From the line with "Please put a point on the two-story" through the final line below, restate each line word for word and return nothing else.

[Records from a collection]

════════

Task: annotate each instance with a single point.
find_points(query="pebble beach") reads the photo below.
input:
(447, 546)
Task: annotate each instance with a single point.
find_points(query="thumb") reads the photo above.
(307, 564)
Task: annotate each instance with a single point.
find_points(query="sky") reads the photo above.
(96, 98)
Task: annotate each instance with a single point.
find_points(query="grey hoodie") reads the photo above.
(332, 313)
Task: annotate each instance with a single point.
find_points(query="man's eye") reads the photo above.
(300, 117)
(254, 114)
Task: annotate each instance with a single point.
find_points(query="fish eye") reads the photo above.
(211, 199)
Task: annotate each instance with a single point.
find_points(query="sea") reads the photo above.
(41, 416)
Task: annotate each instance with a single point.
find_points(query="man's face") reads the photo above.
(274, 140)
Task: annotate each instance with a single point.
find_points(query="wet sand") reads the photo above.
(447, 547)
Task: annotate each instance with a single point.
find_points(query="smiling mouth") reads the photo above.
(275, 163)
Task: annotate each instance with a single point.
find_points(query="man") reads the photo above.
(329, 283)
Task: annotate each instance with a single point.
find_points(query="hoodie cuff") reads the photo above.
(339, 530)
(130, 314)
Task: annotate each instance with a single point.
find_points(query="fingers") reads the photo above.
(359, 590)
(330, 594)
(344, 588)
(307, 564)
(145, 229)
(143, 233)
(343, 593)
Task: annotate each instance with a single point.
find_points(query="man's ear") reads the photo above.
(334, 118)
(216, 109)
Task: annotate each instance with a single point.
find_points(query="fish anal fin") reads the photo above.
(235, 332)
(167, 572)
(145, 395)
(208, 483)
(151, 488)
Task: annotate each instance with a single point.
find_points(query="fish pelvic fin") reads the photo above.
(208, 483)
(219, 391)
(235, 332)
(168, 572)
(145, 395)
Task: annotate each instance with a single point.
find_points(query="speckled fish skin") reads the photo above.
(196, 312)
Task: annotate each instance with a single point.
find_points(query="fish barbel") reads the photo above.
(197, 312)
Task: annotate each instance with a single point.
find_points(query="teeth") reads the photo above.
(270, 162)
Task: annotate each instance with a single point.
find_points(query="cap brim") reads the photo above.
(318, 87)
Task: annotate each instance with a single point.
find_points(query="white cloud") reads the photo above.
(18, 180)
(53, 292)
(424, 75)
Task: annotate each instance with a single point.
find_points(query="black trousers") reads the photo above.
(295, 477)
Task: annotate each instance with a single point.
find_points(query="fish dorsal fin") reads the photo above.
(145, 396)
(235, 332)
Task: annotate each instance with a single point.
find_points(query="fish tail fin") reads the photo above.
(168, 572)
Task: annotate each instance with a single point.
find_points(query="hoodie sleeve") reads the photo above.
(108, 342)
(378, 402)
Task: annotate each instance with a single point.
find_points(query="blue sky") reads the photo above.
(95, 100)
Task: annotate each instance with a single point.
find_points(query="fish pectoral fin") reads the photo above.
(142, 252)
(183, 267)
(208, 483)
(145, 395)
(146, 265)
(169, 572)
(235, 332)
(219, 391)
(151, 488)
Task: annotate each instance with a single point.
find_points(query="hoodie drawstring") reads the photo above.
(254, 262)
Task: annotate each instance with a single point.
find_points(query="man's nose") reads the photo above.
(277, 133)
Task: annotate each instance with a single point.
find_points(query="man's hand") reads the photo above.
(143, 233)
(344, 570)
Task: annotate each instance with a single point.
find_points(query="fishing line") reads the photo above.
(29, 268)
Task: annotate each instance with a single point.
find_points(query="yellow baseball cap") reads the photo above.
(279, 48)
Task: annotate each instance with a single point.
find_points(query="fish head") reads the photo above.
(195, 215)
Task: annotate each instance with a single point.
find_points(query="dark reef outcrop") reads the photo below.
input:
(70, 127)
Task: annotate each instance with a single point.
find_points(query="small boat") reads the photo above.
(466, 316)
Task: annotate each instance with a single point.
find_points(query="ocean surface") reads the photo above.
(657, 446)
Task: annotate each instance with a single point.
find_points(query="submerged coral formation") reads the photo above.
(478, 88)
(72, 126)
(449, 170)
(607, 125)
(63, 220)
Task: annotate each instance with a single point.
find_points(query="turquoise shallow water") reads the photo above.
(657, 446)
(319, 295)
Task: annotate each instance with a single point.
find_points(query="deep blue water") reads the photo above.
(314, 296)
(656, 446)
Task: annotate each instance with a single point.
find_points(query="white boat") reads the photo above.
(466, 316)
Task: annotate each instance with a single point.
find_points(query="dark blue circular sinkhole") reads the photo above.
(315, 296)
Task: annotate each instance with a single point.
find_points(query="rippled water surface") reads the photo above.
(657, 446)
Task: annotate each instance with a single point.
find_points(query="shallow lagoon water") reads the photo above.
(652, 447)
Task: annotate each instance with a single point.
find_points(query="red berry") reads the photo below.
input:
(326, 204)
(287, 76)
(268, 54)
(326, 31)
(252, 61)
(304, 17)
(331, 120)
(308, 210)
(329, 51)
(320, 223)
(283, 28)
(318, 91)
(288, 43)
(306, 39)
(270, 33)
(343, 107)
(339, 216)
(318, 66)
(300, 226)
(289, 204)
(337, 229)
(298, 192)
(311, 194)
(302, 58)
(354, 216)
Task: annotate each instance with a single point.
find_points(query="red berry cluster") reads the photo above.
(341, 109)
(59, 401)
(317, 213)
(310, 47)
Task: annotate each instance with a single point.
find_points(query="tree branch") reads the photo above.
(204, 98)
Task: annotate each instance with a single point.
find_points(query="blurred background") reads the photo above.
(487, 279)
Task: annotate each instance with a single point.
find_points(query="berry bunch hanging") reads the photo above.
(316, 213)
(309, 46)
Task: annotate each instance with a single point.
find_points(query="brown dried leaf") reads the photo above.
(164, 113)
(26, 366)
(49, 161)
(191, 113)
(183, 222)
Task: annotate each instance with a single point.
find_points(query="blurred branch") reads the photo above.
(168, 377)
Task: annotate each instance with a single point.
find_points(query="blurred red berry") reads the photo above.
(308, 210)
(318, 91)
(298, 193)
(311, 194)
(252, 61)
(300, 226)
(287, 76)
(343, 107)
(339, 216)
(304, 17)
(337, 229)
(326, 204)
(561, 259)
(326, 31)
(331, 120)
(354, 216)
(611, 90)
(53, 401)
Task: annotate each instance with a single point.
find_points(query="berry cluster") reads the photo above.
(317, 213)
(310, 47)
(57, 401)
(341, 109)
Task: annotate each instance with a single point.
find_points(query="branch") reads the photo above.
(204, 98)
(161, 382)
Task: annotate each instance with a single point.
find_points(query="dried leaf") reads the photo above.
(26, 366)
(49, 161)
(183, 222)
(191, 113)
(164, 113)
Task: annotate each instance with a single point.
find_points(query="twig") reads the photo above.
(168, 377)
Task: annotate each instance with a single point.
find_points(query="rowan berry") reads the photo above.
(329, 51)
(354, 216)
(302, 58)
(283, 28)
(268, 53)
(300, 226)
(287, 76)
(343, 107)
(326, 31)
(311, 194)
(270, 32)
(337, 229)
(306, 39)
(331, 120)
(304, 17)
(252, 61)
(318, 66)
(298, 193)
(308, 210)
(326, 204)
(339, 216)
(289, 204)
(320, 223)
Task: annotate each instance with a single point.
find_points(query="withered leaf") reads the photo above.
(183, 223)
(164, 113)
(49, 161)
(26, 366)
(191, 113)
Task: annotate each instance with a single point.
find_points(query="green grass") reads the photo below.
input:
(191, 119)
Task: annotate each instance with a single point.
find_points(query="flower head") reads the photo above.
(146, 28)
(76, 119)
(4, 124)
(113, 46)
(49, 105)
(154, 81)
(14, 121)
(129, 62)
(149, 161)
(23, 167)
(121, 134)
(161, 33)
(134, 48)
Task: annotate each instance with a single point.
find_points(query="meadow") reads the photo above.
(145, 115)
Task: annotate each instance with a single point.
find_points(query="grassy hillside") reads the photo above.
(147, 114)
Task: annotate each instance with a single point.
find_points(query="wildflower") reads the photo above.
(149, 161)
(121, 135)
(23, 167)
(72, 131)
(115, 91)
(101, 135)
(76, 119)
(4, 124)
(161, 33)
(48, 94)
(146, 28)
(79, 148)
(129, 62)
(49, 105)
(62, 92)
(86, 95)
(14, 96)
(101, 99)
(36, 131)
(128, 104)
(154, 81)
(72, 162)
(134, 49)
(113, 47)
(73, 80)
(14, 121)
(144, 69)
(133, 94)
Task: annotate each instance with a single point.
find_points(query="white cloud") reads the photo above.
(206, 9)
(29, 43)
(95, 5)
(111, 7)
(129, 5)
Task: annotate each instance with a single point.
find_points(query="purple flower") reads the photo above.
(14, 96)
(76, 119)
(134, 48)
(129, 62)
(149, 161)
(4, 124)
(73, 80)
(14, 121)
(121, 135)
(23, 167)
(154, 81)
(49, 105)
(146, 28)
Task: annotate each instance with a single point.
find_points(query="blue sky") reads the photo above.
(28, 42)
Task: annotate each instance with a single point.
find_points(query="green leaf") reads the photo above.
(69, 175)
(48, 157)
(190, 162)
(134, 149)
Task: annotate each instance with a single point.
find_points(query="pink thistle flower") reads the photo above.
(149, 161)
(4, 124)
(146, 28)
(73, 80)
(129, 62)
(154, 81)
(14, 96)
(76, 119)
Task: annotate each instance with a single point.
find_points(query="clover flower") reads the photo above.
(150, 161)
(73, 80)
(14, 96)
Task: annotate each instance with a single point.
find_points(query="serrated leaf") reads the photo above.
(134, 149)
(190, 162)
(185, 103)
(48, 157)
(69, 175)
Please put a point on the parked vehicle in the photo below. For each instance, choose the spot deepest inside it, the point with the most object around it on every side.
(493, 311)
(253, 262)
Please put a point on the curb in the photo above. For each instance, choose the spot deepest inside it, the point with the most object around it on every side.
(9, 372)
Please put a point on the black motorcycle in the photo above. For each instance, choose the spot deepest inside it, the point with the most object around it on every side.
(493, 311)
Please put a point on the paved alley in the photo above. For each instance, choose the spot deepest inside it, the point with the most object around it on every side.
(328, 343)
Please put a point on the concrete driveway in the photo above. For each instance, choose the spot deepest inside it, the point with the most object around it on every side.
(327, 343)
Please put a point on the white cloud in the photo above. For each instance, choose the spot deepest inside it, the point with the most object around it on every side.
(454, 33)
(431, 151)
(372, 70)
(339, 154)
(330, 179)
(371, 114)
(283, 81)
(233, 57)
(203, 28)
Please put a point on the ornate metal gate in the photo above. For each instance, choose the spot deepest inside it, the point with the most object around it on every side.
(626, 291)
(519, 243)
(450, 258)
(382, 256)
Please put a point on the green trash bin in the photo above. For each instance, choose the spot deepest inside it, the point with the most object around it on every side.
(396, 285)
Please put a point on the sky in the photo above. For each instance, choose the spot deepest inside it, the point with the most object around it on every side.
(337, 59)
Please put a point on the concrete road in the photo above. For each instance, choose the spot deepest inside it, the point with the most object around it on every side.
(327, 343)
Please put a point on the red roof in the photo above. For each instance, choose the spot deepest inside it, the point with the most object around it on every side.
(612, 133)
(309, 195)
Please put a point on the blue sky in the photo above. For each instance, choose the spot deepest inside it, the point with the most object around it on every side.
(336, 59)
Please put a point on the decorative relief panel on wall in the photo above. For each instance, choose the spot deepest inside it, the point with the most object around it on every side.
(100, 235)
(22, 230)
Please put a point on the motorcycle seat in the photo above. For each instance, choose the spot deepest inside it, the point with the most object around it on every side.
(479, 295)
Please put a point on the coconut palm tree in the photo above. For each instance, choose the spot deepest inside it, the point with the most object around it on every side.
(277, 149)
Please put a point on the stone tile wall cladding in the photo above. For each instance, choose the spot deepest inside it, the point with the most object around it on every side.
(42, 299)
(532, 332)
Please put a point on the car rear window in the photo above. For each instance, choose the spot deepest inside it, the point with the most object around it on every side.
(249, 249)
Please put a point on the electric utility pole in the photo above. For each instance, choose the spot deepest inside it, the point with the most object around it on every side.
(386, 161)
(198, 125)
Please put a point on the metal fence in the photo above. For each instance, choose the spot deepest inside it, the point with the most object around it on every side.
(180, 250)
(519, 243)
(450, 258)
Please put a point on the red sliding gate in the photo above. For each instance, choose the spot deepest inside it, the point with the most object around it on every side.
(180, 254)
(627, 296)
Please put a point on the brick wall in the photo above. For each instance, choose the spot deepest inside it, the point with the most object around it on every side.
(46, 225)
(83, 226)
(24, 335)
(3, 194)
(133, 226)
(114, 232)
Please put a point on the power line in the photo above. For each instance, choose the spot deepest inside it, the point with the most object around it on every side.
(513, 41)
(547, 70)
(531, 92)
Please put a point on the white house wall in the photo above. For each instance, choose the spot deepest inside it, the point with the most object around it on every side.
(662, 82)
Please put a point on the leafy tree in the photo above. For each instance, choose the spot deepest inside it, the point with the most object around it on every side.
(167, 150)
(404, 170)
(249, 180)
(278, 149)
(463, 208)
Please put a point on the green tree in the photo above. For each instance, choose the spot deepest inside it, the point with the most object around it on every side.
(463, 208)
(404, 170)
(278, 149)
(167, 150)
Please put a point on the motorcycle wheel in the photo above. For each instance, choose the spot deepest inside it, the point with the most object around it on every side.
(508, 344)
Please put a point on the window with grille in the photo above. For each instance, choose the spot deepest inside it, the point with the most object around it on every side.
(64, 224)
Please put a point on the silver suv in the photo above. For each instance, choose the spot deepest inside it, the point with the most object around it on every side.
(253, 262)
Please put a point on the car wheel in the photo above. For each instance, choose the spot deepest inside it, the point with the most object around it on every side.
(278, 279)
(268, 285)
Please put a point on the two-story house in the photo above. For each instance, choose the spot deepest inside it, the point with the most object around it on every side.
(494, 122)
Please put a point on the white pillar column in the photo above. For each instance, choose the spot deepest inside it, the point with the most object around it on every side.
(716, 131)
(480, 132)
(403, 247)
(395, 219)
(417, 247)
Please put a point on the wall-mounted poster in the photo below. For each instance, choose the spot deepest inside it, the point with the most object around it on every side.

════════

Written solution:
Please put a point on the two-story house in the photo above. For each instance, choose the spot deepest inside it, the point with the most object around it on every side.
(494, 122)
Please put a point on the white pillar column in the photo above. For each instance, choose the spot deepest inside it, the point with the most object around it on every side.
(716, 131)
(480, 132)
(403, 247)
(395, 219)
(417, 247)
Please put a point on the wall-mounted poster in the photo below. For each instance, choose the spot deepest inside it, the point with the most object around it on every side.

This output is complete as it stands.